* **Work instruction**
Restate exactly, and only, the lines spanning from the one with "One pin marks each instance of the fingernail." to the end of the records below.

* **The input**
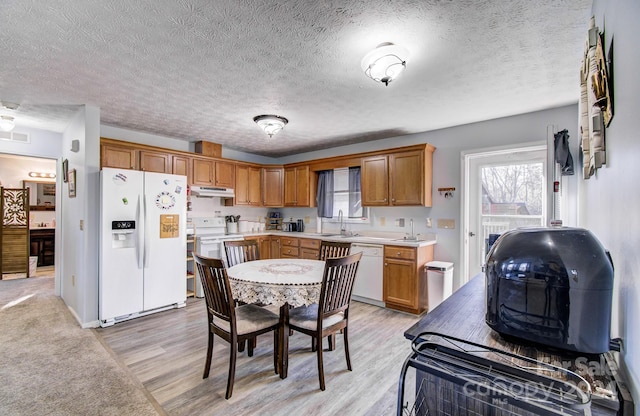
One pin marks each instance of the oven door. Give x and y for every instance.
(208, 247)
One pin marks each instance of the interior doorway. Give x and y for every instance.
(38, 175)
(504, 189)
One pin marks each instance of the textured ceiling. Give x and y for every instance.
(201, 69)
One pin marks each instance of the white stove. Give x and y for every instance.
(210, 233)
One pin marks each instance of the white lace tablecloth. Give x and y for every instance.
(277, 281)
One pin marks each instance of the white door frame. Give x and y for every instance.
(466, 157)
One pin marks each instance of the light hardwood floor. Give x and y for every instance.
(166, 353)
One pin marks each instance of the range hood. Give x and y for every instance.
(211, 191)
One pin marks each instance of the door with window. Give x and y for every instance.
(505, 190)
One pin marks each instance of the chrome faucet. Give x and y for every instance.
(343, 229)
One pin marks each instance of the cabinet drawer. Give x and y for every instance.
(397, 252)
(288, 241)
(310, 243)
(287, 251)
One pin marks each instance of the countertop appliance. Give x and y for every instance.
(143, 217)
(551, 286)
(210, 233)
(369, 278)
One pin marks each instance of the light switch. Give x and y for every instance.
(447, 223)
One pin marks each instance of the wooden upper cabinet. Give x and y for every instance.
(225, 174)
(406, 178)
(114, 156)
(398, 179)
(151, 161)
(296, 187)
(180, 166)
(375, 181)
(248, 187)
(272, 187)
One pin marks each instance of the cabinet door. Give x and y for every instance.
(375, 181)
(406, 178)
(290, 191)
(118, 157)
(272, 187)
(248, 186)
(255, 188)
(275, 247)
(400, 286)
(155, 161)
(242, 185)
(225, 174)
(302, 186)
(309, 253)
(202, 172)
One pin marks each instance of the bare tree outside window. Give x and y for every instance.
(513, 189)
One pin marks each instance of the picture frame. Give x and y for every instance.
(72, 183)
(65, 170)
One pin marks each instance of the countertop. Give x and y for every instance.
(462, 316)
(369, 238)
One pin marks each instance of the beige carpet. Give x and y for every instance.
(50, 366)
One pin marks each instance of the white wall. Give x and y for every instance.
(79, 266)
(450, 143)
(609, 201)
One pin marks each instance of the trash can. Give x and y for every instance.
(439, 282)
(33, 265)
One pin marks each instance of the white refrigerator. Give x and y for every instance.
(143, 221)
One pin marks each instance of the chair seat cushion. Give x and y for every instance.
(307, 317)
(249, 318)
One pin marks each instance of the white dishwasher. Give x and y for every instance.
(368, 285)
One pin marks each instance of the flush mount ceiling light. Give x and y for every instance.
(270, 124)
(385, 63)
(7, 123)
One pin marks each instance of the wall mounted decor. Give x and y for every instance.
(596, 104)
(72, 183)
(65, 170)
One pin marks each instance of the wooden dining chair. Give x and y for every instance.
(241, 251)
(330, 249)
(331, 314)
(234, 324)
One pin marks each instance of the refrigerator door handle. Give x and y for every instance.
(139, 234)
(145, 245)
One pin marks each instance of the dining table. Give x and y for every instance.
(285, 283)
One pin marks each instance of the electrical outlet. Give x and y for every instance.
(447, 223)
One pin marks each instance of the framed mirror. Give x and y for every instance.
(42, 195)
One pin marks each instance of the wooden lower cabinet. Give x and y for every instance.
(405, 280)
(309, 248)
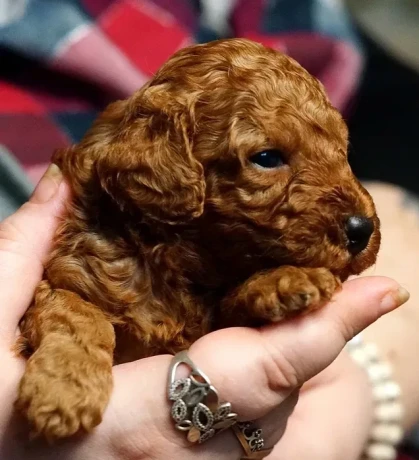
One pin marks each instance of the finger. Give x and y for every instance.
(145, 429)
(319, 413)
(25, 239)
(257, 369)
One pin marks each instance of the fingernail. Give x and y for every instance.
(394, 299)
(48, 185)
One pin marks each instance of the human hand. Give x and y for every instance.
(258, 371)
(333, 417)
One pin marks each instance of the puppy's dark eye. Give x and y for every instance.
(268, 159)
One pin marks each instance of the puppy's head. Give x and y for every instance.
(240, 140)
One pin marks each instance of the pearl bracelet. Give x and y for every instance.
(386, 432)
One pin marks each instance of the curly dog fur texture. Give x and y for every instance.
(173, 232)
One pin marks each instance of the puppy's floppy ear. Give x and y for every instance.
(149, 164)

* **Response**
One pin marks each instance of the fingernail. Give x and y for every instance.
(394, 299)
(48, 185)
One pin marks each instance of the human hand. Give x and y for every instance.
(258, 371)
(333, 417)
One pin marks each instance of the puppy's dark eye. Give x and y for every instance.
(268, 159)
One pin marks each instance of the puppy's head. Give x and y for every instance.
(240, 140)
One pin marks each instance of the pearl bracelet. Give x and y for every instance.
(386, 432)
One pin marks each instance of the curly dog fur texture. Give x and y for every instance.
(173, 232)
One pin marks each instance of the puppy's floppy ear. Give x and y for every instance.
(149, 164)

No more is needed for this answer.